▶ [Data extract]:
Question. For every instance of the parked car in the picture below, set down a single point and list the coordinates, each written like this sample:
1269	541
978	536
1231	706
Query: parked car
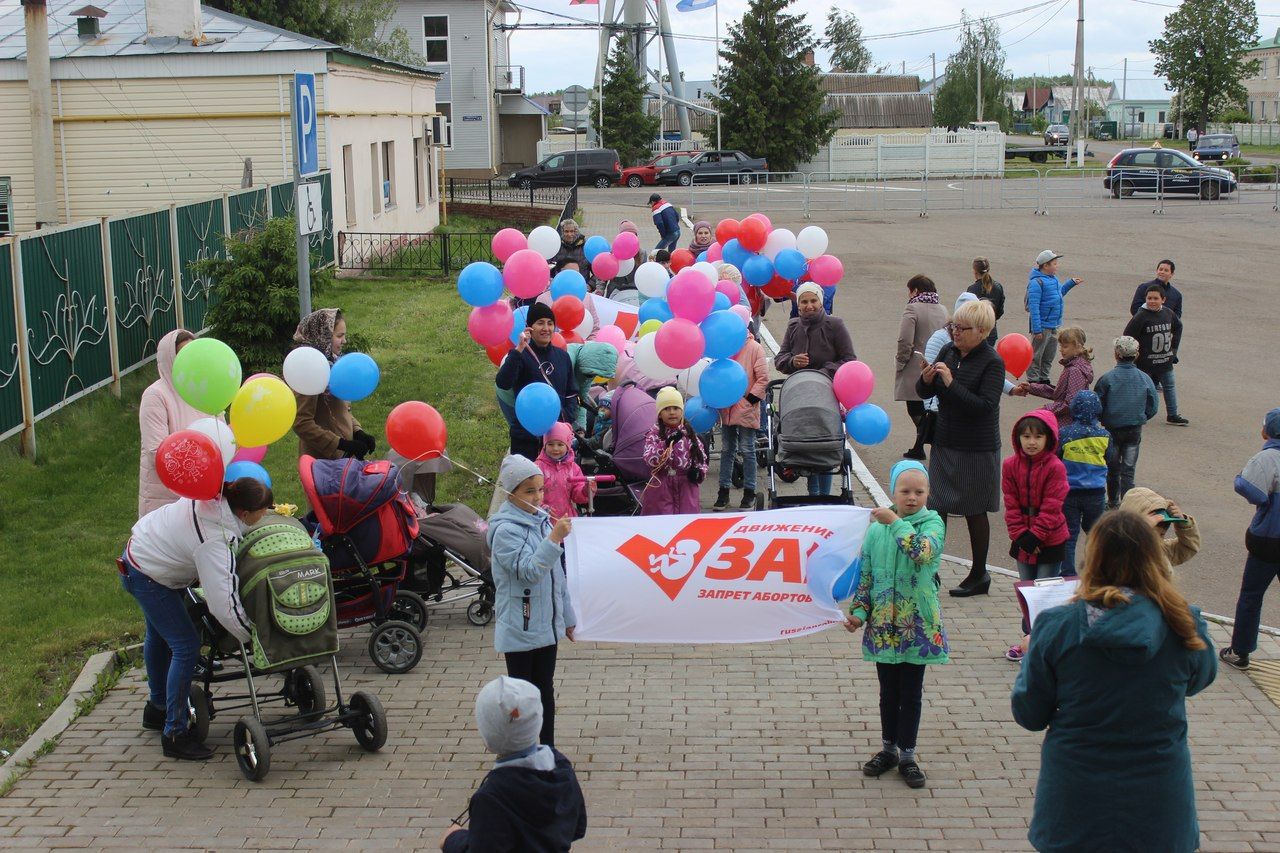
1165	170
647	174
713	165
597	167
1057	135
1216	146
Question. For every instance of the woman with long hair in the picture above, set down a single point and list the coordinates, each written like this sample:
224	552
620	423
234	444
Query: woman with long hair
1109	676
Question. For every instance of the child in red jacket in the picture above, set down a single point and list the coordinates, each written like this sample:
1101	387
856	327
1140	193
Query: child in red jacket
1034	486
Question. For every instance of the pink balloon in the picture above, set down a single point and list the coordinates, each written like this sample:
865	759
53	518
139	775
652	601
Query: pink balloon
854	383
626	245
525	273
690	296
250	455
679	343
606	265
826	270
507	242
492	324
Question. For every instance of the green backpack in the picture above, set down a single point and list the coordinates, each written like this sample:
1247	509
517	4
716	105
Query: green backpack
287	592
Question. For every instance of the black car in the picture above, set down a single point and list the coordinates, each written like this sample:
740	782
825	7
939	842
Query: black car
1165	170
597	167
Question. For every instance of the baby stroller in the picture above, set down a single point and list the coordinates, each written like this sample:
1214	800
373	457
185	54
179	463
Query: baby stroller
366	528
805	437
286	588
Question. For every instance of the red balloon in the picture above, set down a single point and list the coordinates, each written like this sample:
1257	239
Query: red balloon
753	235
680	259
190	465
416	430
568	311
1016	352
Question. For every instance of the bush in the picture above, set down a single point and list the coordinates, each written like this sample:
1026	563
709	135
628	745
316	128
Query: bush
255	296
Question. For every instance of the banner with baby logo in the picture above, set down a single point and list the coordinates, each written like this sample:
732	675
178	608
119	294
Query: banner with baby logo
732	578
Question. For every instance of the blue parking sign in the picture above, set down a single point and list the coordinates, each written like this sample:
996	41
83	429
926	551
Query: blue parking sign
305	123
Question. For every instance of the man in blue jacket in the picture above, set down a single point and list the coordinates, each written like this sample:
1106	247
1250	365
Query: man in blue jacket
1258	484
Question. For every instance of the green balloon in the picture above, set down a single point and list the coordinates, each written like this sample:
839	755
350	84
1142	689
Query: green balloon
206	374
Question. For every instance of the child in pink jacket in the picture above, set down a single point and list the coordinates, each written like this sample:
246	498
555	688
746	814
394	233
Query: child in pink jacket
563	482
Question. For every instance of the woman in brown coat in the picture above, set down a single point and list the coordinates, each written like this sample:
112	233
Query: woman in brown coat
325	427
920	319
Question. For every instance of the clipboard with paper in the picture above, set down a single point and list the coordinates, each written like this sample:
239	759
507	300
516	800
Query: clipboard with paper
1037	596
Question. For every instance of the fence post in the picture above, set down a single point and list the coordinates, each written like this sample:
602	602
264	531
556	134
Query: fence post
108	277
19	319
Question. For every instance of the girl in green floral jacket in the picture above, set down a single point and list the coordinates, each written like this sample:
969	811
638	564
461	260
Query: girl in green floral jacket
897	600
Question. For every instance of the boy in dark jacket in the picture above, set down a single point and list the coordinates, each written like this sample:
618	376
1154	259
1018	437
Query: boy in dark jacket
1258	484
1159	332
530	801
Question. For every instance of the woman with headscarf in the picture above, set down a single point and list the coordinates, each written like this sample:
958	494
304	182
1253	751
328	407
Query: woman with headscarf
325	427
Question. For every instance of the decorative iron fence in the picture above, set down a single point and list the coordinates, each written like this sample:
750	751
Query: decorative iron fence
82	305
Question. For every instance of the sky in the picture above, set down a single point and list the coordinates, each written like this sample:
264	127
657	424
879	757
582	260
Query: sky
1040	40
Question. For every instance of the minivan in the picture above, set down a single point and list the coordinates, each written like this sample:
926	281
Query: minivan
597	167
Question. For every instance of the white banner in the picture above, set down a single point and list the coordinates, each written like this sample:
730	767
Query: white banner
728	578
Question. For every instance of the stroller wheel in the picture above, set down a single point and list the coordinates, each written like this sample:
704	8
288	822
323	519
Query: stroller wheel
369	721
252	748
480	611
199	711
396	647
408	607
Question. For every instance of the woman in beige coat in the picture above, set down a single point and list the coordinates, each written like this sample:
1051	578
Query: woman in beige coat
920	319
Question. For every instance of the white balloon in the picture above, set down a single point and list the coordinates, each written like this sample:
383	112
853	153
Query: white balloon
545	241
220	433
652	279
306	372
778	240
812	242
648	361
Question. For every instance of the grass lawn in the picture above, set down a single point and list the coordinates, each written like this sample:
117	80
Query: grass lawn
64	519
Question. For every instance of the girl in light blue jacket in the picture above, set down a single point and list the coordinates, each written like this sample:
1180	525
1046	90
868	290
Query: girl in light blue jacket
531	600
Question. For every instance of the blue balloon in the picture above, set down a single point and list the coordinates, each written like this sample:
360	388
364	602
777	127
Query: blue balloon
353	377
867	424
758	270
521	315
656	309
245	468
538	407
568	282
725	333
594	246
790	264
723	383
480	284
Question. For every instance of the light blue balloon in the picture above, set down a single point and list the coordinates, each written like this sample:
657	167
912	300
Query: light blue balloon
538	407
480	284
245	468
594	246
568	282
353	377
867	424
723	383
725	333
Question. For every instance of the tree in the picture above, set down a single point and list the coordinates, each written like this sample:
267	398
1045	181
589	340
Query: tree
769	100
1203	54
626	126
956	101
849	53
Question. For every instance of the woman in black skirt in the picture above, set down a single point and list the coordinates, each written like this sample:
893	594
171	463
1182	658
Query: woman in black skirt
968	379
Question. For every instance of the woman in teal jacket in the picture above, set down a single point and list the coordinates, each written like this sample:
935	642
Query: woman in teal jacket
1109	676
897	600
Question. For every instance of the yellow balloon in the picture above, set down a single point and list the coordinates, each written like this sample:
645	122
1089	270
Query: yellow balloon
263	411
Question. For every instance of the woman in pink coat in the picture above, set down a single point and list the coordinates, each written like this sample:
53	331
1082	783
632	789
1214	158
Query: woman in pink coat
161	414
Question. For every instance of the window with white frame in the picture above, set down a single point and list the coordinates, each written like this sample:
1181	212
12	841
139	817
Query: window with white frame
435	39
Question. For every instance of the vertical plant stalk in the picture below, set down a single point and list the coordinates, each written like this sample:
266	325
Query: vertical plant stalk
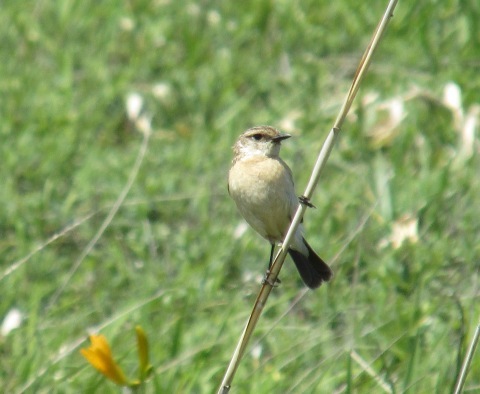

▶ [Problem]:
Wherever the word "below" occurs in the data, copy that whole line.

▶ [Result for this exercise]:
Question. For every instance of the parked car in the picture below, set down a single point and list the coordinates, each written like this sample:
Question. For every instance of the vertical plant stalk in the picture below, set down a single point and list the coordinates, each written like this sample:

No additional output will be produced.